(Point-per-instance localization data)

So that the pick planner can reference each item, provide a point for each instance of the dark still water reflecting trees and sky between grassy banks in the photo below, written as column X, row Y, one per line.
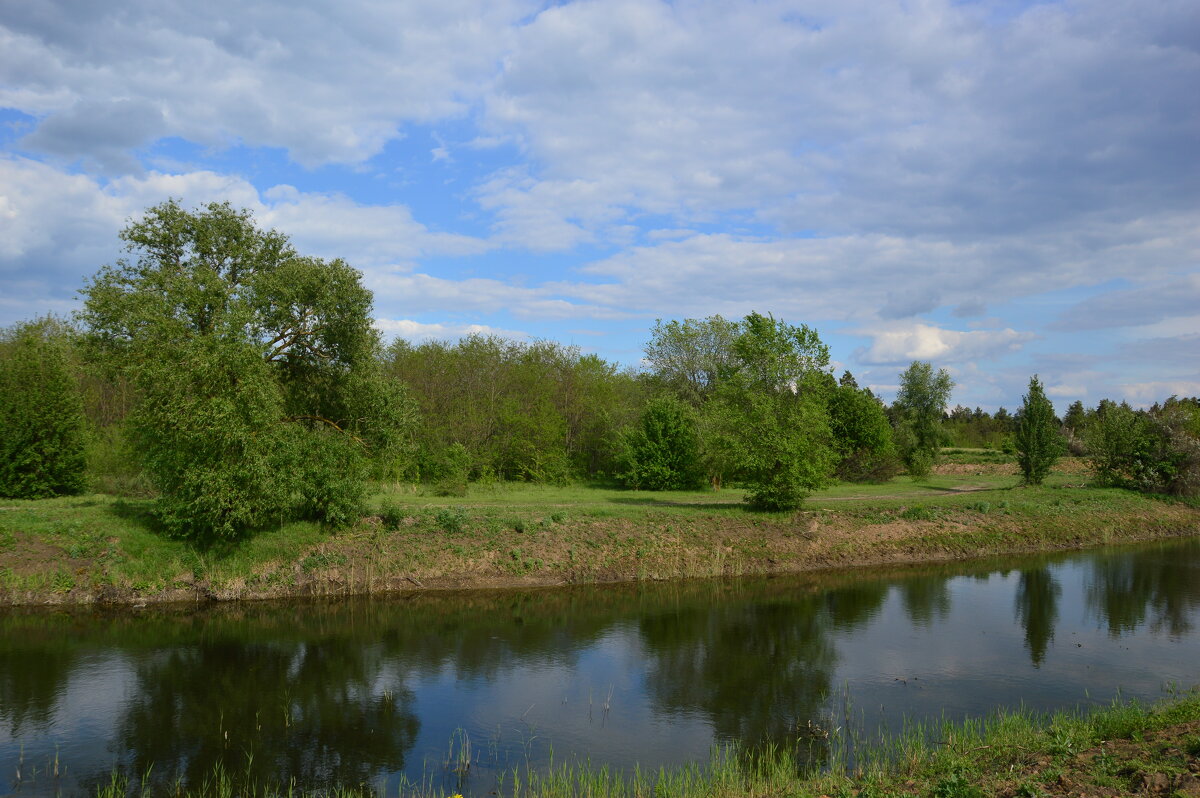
column 376, row 691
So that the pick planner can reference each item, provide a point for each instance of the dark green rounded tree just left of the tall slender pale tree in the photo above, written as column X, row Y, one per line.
column 862, row 435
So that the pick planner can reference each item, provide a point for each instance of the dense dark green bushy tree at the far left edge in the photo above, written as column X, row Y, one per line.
column 43, row 443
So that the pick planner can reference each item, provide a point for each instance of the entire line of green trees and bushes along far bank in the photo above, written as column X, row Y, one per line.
column 242, row 385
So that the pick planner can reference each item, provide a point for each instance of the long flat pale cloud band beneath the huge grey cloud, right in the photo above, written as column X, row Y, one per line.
column 844, row 278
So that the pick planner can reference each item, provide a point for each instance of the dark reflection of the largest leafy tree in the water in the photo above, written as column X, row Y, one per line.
column 319, row 712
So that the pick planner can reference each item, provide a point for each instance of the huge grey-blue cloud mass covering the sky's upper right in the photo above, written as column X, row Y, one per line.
column 934, row 118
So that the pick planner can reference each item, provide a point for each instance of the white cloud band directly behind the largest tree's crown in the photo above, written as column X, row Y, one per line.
column 58, row 229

WHAT YOU WILL DO
None of the pictures should appear; the rest of the entries must be reproduced exactly.

SOLVED PROBLEM
So that the pick planner can reference each item, provide a point for each instance of the dark still water reflecting trees and sky between grassy banks in the photo below, written as column X, row Y, one per line.
column 376, row 691
So that the pick planner can reference each item, provide a point for each instance of the dark green rounded tree just left of the tall slender pale tree in the photo above, written as column X, row Y, one per line.
column 862, row 435
So that the pick planner can reference each item, provide a point for each instance of the dense dark green bushy tree at the far left edge in the photo above, written as column X, row Y, one per line.
column 43, row 443
So that the pick planner can reference each item, provide a point for each instance of the entire line of green trees and bushes along far bank in the photo above, written as column X, row Y, one per line.
column 242, row 385
So that the pick planner can reference each item, provide a point for each instance of the long flat pale cloud band beneath the huge grey cloud, right in the photo above, written as column X, row Y, one per line.
column 844, row 278
So that the pick planner can reference each item, provide a point for each instance of the dark reflection of the largest leafy tree in the water in the photo above, written as column X, row Y, one per line.
column 319, row 712
So that the pick planner can reference each item, provide a point for each instance of the huge grey-blue cloud mass covering the sky's upper right in the photo above, written as column X, row Y, one per line.
column 934, row 118
So that the pick planner can reference each item, provide a point for each instance of the white cloud band directly behind the largest tree's crown in the photo above, written as column X, row Y, one per line.
column 58, row 229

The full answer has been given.